» **MATERIALS PROVIDED**
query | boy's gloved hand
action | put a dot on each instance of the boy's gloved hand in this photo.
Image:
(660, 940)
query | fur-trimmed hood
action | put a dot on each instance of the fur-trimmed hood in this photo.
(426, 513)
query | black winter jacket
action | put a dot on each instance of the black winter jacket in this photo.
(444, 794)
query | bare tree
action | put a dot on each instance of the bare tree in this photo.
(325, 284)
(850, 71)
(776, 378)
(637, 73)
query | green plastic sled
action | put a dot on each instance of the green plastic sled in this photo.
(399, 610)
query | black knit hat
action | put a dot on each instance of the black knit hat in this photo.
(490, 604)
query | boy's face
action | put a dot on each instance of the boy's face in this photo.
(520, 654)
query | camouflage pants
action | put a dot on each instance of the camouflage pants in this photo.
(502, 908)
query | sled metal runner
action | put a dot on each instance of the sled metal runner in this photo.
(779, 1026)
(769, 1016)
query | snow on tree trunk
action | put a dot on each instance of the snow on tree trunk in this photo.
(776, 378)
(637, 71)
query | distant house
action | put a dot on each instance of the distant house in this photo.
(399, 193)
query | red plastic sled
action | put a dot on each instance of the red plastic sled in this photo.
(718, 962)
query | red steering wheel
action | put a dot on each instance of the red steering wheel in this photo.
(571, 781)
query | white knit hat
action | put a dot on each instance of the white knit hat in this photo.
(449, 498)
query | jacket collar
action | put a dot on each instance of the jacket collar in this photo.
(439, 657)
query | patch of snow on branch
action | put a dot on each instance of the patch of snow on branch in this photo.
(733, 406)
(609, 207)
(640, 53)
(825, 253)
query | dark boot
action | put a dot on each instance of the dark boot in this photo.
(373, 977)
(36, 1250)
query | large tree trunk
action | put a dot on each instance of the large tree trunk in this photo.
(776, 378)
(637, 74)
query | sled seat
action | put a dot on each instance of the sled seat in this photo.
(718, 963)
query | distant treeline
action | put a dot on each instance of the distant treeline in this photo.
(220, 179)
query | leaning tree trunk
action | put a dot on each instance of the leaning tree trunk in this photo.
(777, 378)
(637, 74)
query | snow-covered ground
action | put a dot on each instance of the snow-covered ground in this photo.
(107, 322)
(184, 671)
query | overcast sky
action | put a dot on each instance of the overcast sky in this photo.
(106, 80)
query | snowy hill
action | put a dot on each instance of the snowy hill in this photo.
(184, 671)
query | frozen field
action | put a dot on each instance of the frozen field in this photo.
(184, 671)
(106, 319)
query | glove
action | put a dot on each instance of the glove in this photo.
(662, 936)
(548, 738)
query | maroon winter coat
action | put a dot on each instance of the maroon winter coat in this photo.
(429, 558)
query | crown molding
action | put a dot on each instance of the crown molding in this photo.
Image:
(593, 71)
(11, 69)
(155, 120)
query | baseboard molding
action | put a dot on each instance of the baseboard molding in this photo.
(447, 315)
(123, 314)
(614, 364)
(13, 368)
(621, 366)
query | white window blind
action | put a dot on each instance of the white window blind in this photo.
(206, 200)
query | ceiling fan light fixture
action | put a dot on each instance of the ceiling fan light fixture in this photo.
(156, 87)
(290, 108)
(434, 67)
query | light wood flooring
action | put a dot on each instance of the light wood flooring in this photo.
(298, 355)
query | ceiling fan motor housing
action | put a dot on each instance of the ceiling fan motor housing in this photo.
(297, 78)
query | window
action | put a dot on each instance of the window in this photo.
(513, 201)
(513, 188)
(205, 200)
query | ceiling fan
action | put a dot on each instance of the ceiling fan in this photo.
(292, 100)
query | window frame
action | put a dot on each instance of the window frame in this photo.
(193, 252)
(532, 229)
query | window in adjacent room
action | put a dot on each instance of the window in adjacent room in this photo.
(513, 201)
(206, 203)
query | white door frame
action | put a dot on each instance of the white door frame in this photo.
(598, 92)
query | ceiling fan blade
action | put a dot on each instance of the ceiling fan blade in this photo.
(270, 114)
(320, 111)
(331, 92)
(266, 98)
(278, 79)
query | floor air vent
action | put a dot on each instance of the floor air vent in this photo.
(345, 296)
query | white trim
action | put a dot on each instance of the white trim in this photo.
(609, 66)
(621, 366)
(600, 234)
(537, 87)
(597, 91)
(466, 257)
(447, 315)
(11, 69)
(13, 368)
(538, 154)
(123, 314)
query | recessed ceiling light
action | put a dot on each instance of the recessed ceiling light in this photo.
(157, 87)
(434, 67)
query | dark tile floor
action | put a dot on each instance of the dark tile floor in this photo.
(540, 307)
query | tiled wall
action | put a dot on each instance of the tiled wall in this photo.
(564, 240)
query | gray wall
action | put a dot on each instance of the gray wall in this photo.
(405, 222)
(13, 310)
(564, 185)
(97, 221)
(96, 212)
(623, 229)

» **TASK REQUIREMENTS**
Faithfully reproduce all of the records, character for character.

» **SOLUTION TO THE EXERCISE**
query | boy's gloved hand
action | put a dot on each instance of the boy's gloved hand in this photo.
Image:
(660, 940)
query | fur-trimmed hood
action | put a dot on each instance of the fur-trimmed hood in this photo.
(426, 513)
query | black winter jacket
action | put a dot on each instance of the black winter jacket in this photo.
(444, 794)
query | bare tree
action | put a dot on each instance of the bare tree in this photo.
(325, 284)
(850, 71)
(776, 378)
(637, 73)
query | green plastic sled
action | put a dot on each instance of the green plastic sled in this photo.
(399, 610)
query | black knit hat
action | put a dot on each instance of the black knit hat in this photo.
(490, 604)
query | boy's face
action | put a dot on each instance of the boy's face in this photo.
(520, 654)
query | camouflage pants
action | put a dot on each instance of the camouflage pants in this photo.
(502, 908)
query | sled metal runner
action | put a dot on each instance of the sled metal runner in this photo.
(779, 1026)
(769, 1016)
query | snow on tree trunk
action | put a dot on each instance of the snow on tree trunk in this photo.
(776, 378)
(637, 71)
query | distant house
action | put a dot on each instance of the distant house in this photo.
(399, 193)
query | red plastic sled
action | put a dot on each instance of the red plastic sled in this photo.
(718, 962)
query | red steering wheel
action | put a dot on each instance of the red steering wheel in this photo.
(571, 781)
query | white knit hat
action | put a dot on each instance of the white knit hat in this photo.
(449, 498)
query | jacket collar
action | put a dot on each instance of the jacket collar in this photo.
(439, 657)
query | patch of snow on branch
action | put a dot on each instance of the patch of snow on branch in this photo.
(733, 406)
(609, 207)
(640, 53)
(825, 253)
query | dark boot
action | put a dot on each instance of the dark boot in this photo.
(373, 977)
(36, 1250)
query | large tree trunk
action | put a dot on each instance of the large tree trunk in this photo.
(776, 378)
(637, 74)
query | sled seat
action | put a dot on each instance of the sled seat in this photo.
(718, 963)
query | distant treeline
action | put a dot on each instance of the distant treeline in this photo.
(220, 179)
query | leaning tree trunk
action | put a dot on each instance of the leaning tree trunk in this photo.
(777, 378)
(637, 74)
query | snow-covered ground
action | put a dot on each instance of the snow-covered ground in this photo.
(107, 322)
(184, 671)
query | overcast sky
action | put a dot on each instance of the overcast sky in this photo.
(106, 80)
query | snowy hill
action | put a dot on each instance of the snowy hill in this photo.
(184, 671)
query | frozen field
action | put a dot on each instance of the frozen field in this photo.
(184, 671)
(106, 319)
query | glove
action | put a dot on each instance of the glove in this photo.
(662, 936)
(548, 738)
query | maroon winter coat
action | put a dot on each instance of the maroon winter coat in this photo.
(429, 558)
query | crown molding
action | put a dot on each instance of the crown molding in this photo.
Image:
(593, 71)
(11, 69)
(155, 120)
query | baseboard molding
action | put a dot on each instance of the baseboard molding in this photo.
(447, 315)
(123, 314)
(614, 364)
(13, 368)
(621, 366)
query | white window blind
action | put a dot on each instance of the white window blind in this photo.
(206, 200)
query | ceiling fan light fixture
action | put a dot on each instance of the ceiling fan light fixture in this photo.
(156, 87)
(290, 108)
(434, 67)
query | light wood flooring
action | put a dot on each instance of the light wood flooring in this photo.
(298, 355)
query | ceiling fan motor housing
action | put a dot on each instance of the ceiling fan motor housing in this photo.
(297, 78)
query | window
action | put a dot on each instance of the window in this photo.
(513, 201)
(513, 188)
(205, 200)
query | ceiling fan
action | put a dot on each instance of the ceiling fan in this photo.
(292, 100)
query | window frame
action | put a dot on each instance of the window frame in this photo.
(193, 252)
(532, 229)
query | window in adjacent room
action | put a dot on each instance of the window in adjacent room in this photo.
(513, 201)
(206, 203)
query | white door frame
action | put a dot on each instance of the white door frame in this photo.
(598, 92)
query | ceiling fan blade
action | put a dot on each instance of the ceiling fan blade in this photo.
(270, 114)
(320, 111)
(331, 92)
(266, 98)
(278, 79)
query | floor air vent
action | put a dot on each instance of the floor air vent in this photo.
(345, 296)
query | white trim
action | put a dot on each instance of the white trim in this photo.
(609, 66)
(621, 366)
(600, 234)
(537, 87)
(597, 91)
(466, 257)
(447, 315)
(11, 69)
(13, 368)
(538, 154)
(123, 314)
query | recessed ceiling light
action | put a dot on each instance of the recessed ceiling light in this photo.
(157, 87)
(434, 67)
query | dark tile floor
action | put a dot on each instance of the dark tile floor in this photo.
(540, 307)
query | tiled wall
action | put a dot on each instance of the tiled wall in this photo.
(564, 240)
query | gray wall
action | put a dot on each instance of the gray wall in this photo.
(405, 222)
(13, 310)
(564, 185)
(97, 221)
(96, 212)
(623, 229)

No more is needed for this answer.